:: Source material
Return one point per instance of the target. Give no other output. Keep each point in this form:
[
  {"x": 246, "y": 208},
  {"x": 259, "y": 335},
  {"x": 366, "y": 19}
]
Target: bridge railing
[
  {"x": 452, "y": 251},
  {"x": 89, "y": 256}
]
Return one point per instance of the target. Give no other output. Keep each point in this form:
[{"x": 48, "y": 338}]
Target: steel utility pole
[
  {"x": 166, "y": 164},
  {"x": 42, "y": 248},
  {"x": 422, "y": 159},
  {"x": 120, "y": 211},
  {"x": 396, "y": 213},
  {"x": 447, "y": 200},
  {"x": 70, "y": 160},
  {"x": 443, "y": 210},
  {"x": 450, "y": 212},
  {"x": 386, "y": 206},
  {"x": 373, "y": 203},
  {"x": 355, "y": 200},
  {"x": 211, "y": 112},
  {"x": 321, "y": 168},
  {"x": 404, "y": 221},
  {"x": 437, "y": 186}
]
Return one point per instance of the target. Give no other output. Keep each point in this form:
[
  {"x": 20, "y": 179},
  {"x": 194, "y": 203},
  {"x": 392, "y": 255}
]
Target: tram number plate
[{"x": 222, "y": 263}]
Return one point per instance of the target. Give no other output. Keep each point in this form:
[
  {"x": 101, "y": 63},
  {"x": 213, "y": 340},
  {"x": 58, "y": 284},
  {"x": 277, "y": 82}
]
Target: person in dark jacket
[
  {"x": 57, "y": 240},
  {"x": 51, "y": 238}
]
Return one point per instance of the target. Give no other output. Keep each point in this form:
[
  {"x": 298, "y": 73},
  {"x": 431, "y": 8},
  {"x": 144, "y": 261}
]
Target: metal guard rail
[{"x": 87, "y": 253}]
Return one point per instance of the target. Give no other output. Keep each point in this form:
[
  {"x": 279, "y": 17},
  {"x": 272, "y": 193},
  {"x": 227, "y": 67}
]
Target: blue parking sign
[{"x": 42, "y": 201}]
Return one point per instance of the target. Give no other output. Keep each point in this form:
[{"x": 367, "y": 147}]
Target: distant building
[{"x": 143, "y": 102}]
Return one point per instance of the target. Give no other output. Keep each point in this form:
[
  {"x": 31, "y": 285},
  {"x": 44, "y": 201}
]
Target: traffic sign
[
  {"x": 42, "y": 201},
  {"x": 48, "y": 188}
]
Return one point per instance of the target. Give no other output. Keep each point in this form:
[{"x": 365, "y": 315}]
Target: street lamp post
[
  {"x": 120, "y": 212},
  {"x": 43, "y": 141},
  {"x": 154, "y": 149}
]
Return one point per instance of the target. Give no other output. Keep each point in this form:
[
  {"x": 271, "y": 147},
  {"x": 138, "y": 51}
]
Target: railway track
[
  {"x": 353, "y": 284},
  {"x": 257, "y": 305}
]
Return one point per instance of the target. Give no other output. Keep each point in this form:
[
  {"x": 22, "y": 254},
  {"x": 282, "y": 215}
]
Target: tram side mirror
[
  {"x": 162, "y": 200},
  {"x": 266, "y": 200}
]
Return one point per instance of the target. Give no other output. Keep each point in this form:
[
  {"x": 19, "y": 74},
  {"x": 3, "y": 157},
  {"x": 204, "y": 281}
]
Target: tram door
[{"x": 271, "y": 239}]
::::
**The problem:** Restate the listing word for word.

**Answer area:**
Return one point per instance of the target. Give no other output. Keep each point in this form:
[
  {"x": 246, "y": 208},
  {"x": 259, "y": 335},
  {"x": 366, "y": 19}
]
Target: bridge railing
[
  {"x": 452, "y": 251},
  {"x": 89, "y": 256}
]
Return one point per instance of the target. Give no other output. Keep each point in this form:
[{"x": 48, "y": 338}]
Target: steel utility pole
[
  {"x": 166, "y": 164},
  {"x": 42, "y": 248},
  {"x": 422, "y": 159},
  {"x": 120, "y": 211},
  {"x": 396, "y": 213},
  {"x": 447, "y": 200},
  {"x": 70, "y": 160},
  {"x": 443, "y": 210},
  {"x": 450, "y": 212},
  {"x": 386, "y": 206},
  {"x": 373, "y": 203},
  {"x": 355, "y": 200},
  {"x": 211, "y": 112},
  {"x": 321, "y": 168},
  {"x": 404, "y": 221},
  {"x": 437, "y": 186}
]
Return one point per instance of the target. Give no other output. Keep each point in this form:
[
  {"x": 20, "y": 179},
  {"x": 194, "y": 203},
  {"x": 392, "y": 255}
]
Target: tram number plate
[{"x": 222, "y": 263}]
Return one point per instance of the target. Give no other output. Keep each point in this form:
[
  {"x": 101, "y": 63},
  {"x": 213, "y": 340},
  {"x": 58, "y": 284},
  {"x": 277, "y": 82}
]
Target: person in dark jacket
[
  {"x": 57, "y": 240},
  {"x": 51, "y": 238}
]
Return one point per instance of the target. Give no other output. Keep each point in this form:
[
  {"x": 298, "y": 73},
  {"x": 431, "y": 8},
  {"x": 144, "y": 261}
]
Target: metal guard rail
[{"x": 87, "y": 253}]
Return one point per instance of the target. Give no other output. Keep each point in this form:
[
  {"x": 279, "y": 17},
  {"x": 272, "y": 193},
  {"x": 227, "y": 67}
]
Target: blue parking sign
[{"x": 42, "y": 201}]
Return one point per instance of the target. Give no other output. Keep each point in this form:
[{"x": 367, "y": 147}]
Target: distant building
[{"x": 143, "y": 102}]
Return one point per instance of the target. Give no other output. Keep each point in this form:
[
  {"x": 31, "y": 285},
  {"x": 44, "y": 201}
]
Target: traffic sign
[
  {"x": 42, "y": 201},
  {"x": 48, "y": 188}
]
Return one point per instance of the target. Give no other output. Keep each point in this form:
[{"x": 365, "y": 315}]
Target: street lamp post
[
  {"x": 120, "y": 212},
  {"x": 43, "y": 141},
  {"x": 154, "y": 149}
]
Return one point per instance of the target. Give no other output. Keep each point in this form:
[
  {"x": 271, "y": 147},
  {"x": 138, "y": 51}
]
Target: railway track
[
  {"x": 353, "y": 284},
  {"x": 257, "y": 305}
]
Return one point per instance of the target. Give no other output. Keep each point in this form:
[
  {"x": 22, "y": 254},
  {"x": 282, "y": 215}
]
Target: tram side mirror
[
  {"x": 162, "y": 200},
  {"x": 266, "y": 200}
]
Return one point per instance of the target. Give no other output. Keep each point in this form:
[
  {"x": 19, "y": 74},
  {"x": 3, "y": 157},
  {"x": 204, "y": 281}
]
Target: tram door
[{"x": 271, "y": 239}]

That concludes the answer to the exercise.